Segment Open

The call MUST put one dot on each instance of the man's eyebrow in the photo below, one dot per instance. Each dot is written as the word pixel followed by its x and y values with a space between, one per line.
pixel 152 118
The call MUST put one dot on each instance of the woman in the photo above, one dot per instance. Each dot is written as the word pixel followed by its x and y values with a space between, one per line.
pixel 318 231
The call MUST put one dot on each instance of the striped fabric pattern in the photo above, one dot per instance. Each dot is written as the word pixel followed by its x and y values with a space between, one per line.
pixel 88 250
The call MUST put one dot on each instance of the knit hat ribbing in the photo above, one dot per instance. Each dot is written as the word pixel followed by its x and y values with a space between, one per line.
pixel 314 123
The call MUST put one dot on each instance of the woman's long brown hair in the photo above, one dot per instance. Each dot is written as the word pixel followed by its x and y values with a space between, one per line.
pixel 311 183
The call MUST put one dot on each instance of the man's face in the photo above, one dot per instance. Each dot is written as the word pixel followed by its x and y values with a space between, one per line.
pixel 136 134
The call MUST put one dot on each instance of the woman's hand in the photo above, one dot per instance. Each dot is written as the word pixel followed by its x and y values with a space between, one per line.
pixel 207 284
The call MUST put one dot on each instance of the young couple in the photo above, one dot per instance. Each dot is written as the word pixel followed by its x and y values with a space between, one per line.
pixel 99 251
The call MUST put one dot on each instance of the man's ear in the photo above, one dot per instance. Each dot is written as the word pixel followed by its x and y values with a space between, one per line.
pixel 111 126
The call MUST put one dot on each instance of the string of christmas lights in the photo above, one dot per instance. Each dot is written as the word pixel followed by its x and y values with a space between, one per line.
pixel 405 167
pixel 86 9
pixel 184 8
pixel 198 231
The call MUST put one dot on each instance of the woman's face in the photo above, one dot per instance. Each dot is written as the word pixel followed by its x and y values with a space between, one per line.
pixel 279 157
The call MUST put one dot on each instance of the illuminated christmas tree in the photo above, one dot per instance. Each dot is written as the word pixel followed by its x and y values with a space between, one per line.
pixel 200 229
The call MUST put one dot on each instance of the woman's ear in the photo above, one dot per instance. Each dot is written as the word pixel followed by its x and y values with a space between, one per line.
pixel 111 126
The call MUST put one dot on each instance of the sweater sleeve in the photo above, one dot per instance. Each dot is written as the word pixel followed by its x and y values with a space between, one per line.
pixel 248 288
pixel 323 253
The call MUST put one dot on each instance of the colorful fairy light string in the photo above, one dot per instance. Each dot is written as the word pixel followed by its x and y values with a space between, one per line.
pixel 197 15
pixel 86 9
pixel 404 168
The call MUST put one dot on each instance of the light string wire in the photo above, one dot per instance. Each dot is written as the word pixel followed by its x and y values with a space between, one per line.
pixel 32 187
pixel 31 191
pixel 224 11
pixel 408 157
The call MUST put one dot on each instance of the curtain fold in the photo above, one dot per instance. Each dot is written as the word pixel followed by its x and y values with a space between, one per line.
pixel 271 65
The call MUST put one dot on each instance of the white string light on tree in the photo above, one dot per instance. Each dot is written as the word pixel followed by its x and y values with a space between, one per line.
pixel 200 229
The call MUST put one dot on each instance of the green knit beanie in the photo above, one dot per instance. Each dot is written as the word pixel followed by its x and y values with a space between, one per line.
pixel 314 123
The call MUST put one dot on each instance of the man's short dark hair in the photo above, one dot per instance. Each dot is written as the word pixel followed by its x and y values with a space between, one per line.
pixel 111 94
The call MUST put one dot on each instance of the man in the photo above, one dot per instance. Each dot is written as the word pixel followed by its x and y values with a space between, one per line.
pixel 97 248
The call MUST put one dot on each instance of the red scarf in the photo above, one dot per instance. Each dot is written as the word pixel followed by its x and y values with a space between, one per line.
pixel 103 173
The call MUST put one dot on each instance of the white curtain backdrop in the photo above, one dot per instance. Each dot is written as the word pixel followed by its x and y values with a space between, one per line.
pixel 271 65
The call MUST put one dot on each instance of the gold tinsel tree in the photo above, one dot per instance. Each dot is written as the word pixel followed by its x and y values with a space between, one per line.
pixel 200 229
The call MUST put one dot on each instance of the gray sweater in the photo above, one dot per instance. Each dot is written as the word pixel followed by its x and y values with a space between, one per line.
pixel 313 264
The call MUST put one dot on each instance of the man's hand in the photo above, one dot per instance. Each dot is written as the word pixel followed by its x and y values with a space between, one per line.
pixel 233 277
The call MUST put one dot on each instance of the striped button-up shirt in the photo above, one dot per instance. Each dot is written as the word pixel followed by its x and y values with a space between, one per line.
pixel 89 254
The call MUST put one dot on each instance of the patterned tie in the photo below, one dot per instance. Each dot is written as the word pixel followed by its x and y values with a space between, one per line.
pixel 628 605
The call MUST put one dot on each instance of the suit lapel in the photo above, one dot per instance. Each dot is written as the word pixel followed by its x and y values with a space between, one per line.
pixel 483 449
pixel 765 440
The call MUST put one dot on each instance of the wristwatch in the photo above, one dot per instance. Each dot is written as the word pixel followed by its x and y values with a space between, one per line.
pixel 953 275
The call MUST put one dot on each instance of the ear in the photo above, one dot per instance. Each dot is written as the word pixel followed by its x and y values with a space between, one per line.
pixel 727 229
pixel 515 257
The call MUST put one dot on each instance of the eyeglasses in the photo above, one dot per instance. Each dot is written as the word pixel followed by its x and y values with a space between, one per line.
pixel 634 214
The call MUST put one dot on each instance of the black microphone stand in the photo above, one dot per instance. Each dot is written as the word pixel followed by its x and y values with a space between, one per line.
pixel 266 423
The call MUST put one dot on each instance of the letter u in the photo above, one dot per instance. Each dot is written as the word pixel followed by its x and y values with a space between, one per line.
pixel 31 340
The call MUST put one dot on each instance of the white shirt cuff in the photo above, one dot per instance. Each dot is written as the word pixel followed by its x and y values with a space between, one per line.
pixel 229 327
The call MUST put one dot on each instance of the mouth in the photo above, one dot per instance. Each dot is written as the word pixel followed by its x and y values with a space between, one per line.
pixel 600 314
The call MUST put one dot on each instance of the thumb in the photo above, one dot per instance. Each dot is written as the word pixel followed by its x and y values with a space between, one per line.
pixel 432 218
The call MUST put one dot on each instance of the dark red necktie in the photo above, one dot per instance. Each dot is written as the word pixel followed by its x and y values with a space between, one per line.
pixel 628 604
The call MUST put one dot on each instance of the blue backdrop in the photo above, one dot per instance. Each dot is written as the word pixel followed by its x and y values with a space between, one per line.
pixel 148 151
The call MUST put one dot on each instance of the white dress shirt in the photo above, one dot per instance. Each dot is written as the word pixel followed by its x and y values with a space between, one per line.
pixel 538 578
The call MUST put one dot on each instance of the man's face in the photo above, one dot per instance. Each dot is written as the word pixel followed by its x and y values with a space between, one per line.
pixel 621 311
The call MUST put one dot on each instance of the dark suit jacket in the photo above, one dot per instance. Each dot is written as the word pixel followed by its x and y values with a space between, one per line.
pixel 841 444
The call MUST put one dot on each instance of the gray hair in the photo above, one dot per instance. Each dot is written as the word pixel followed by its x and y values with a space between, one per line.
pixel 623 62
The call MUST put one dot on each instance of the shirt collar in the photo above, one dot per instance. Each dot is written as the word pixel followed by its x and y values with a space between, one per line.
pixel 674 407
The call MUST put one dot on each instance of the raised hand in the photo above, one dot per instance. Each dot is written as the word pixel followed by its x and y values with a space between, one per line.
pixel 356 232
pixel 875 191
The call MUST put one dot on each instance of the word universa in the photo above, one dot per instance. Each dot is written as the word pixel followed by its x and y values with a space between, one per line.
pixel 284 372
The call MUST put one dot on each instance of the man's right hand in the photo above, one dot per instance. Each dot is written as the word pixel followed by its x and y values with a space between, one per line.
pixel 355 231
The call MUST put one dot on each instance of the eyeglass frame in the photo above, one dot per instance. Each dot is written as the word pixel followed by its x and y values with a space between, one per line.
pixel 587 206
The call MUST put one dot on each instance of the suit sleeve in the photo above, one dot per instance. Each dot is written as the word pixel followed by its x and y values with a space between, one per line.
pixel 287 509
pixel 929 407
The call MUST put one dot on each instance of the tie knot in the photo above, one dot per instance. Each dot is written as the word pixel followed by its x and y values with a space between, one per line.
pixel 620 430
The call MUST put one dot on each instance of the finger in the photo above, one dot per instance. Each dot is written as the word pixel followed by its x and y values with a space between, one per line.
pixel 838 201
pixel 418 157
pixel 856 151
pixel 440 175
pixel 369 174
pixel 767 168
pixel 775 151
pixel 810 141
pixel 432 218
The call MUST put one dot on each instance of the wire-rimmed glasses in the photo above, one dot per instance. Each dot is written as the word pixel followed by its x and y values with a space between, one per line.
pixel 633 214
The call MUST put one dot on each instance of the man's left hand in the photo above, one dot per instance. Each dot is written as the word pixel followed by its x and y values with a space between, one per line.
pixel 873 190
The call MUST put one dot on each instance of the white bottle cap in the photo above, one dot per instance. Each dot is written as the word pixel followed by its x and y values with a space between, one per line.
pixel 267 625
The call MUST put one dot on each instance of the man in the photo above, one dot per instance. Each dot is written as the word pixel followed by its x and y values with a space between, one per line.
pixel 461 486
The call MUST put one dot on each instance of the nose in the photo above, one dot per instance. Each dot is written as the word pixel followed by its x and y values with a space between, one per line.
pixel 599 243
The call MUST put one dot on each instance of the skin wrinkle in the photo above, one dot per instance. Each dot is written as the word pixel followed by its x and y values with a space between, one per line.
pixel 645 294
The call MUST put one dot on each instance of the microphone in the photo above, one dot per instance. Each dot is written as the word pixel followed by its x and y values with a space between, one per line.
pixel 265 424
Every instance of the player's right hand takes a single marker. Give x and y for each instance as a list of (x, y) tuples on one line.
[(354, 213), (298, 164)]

Segment Closed
Segment Open

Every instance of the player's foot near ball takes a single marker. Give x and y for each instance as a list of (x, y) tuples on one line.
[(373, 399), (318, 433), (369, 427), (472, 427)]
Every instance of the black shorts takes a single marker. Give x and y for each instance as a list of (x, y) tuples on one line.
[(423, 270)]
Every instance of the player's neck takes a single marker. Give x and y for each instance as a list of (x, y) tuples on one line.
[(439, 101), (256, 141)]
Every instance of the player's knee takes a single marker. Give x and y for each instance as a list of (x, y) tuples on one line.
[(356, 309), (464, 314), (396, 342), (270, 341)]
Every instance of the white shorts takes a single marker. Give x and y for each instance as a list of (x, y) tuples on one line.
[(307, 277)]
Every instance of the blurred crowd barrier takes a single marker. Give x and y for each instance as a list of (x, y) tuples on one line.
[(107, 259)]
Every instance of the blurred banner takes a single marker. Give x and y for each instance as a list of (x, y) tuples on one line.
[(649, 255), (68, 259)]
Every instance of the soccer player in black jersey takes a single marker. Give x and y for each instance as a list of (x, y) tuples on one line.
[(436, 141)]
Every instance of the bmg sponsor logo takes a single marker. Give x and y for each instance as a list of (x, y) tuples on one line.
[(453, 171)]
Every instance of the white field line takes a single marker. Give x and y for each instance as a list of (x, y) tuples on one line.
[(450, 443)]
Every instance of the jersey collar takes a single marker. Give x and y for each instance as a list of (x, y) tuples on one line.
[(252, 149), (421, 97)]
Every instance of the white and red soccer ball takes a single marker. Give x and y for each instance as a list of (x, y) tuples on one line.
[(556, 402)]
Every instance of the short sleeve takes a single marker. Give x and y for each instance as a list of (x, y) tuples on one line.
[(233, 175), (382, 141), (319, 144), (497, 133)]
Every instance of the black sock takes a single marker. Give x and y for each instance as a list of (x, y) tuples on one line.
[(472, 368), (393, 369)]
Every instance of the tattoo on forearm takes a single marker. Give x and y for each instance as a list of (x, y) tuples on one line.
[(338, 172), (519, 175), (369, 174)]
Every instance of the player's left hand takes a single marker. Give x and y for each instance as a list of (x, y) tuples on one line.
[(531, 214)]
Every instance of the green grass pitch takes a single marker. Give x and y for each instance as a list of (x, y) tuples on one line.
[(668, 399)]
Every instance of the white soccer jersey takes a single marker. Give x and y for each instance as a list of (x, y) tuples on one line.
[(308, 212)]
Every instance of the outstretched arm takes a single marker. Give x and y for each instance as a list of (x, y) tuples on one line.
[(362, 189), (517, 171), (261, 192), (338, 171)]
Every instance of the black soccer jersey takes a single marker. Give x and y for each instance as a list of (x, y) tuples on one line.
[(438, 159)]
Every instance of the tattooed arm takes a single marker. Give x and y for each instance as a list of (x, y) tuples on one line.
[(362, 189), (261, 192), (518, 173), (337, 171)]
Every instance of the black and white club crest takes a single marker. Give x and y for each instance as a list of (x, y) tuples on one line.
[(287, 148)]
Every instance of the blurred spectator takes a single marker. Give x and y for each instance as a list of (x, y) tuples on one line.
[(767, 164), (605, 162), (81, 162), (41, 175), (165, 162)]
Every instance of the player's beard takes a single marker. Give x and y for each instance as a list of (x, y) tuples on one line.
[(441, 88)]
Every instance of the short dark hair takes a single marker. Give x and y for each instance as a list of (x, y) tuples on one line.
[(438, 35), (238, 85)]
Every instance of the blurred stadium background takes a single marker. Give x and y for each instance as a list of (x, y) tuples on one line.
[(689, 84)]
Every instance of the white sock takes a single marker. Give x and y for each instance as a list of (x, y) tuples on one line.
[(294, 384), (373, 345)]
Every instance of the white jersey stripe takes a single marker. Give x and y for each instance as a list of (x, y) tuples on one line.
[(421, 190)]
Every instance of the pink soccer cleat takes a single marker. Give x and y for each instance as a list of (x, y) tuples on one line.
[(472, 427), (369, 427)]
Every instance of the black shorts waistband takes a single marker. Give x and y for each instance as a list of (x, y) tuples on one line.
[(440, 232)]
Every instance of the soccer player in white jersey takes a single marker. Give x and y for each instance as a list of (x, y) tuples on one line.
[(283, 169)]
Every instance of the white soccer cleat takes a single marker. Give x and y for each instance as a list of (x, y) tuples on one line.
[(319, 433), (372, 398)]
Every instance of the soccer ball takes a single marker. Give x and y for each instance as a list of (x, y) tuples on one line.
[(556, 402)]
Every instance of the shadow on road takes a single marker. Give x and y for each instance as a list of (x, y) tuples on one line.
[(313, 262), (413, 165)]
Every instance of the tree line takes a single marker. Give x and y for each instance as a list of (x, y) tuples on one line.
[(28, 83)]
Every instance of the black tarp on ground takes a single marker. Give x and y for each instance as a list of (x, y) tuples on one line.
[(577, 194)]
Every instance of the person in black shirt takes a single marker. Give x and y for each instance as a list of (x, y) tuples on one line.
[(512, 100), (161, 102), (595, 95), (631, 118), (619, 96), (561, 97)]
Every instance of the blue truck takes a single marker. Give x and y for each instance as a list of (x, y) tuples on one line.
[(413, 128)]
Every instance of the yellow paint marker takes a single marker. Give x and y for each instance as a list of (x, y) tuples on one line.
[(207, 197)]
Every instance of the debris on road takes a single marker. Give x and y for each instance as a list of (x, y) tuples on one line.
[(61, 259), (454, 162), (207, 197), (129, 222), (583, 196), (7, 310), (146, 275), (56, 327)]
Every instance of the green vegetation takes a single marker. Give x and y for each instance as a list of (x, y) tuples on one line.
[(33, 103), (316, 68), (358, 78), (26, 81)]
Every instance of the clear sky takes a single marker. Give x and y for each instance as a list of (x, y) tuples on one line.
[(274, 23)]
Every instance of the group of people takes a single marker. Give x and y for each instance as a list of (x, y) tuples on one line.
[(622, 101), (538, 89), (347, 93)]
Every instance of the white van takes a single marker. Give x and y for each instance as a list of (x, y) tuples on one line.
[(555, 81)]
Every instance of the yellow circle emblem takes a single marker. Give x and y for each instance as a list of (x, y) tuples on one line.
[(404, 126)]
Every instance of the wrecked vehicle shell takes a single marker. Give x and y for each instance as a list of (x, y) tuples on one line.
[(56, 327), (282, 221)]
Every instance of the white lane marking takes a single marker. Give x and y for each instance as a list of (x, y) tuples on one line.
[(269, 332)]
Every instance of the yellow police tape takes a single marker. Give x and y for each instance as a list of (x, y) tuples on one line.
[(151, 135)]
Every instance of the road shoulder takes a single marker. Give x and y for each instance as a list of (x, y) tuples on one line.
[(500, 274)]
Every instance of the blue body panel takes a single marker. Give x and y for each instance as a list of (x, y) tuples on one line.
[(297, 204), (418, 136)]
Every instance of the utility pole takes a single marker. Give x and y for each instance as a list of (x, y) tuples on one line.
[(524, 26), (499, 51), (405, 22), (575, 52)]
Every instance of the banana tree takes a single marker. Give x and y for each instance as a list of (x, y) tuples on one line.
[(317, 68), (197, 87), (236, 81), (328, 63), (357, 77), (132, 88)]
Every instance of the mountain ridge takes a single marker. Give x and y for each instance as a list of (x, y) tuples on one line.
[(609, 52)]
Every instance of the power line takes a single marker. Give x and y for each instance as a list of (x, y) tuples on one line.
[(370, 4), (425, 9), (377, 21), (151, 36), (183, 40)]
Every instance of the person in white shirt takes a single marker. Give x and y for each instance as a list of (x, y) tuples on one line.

Segment Closed
Segment Open

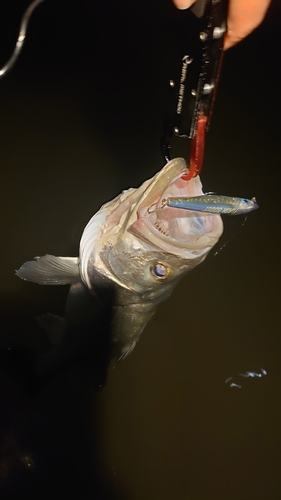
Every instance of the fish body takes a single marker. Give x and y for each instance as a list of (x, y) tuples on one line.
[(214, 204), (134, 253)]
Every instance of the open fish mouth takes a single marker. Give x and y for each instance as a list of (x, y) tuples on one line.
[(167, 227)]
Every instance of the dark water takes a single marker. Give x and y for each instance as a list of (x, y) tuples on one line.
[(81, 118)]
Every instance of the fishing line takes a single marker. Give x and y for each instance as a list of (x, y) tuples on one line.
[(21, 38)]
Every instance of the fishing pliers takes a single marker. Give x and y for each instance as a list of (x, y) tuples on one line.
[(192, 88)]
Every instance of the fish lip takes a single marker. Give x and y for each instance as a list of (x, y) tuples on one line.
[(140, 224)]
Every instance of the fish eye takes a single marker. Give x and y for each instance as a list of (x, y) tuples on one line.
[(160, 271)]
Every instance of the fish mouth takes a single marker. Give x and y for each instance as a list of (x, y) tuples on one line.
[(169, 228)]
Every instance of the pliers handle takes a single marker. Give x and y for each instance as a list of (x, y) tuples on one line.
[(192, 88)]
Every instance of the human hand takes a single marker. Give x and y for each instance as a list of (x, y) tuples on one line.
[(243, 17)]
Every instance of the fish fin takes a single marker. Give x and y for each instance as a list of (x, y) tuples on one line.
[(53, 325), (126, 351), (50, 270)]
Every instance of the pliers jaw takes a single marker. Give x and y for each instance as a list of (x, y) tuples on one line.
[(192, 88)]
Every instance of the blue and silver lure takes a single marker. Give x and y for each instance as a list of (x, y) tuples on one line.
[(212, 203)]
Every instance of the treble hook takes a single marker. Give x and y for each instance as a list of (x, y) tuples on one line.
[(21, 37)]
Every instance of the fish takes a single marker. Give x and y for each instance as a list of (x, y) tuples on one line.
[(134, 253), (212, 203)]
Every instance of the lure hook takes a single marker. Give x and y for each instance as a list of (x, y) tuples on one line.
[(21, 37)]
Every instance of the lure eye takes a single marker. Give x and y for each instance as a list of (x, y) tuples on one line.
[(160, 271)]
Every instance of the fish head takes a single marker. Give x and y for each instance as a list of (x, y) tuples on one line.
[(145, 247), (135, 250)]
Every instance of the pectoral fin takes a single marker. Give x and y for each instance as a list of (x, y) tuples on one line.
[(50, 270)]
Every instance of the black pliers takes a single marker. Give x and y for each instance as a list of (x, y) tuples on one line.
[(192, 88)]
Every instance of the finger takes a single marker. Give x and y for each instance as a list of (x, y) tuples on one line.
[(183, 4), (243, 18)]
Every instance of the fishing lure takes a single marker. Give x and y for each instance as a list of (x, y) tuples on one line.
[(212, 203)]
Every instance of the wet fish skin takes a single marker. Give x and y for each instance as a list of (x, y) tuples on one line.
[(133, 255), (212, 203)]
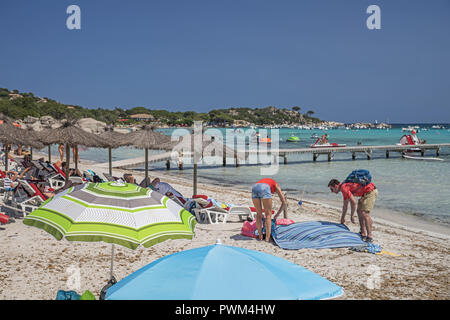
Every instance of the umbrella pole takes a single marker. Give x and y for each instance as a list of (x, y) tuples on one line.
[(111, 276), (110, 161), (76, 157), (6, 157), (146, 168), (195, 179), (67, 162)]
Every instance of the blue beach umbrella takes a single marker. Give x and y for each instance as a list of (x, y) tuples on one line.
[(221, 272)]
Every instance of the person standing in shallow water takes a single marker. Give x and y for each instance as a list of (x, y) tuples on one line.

Segment Closed

#### What needs to be done:
Transcribe, exactly and without additions, the lines of the records above, beginning with the line that contains "Every instance of the utility" and ending with the line that contains "Every instance of the person in white", both included.

#### Solution to this exercise:
Every instance of the utility pole takes a single marker. Give x and y for each instance as a list of (x, y) tuples on one line.
[(524, 26), (499, 51), (405, 22), (575, 52)]
Every instance of the banana tree takes a single marker. Give x and y for each instance as a list of (x, y) tuples on one line.
[(317, 68), (197, 87), (236, 81), (328, 63), (357, 77), (132, 88)]
Every instance of the mountain ridge takes a single marker. Give x and y for each instance as a list of (x, y) tuples on one line.
[(609, 52)]
Every instance of the power line takes a single marker. Give x and y for each instance as a list of (x, y) tuples on one line.
[(370, 4), (425, 9), (377, 21), (151, 36), (183, 40)]
Every instance of the person in white shirt takes a single marker. Give x and y for each instance as a list of (x, y) tuples on one line.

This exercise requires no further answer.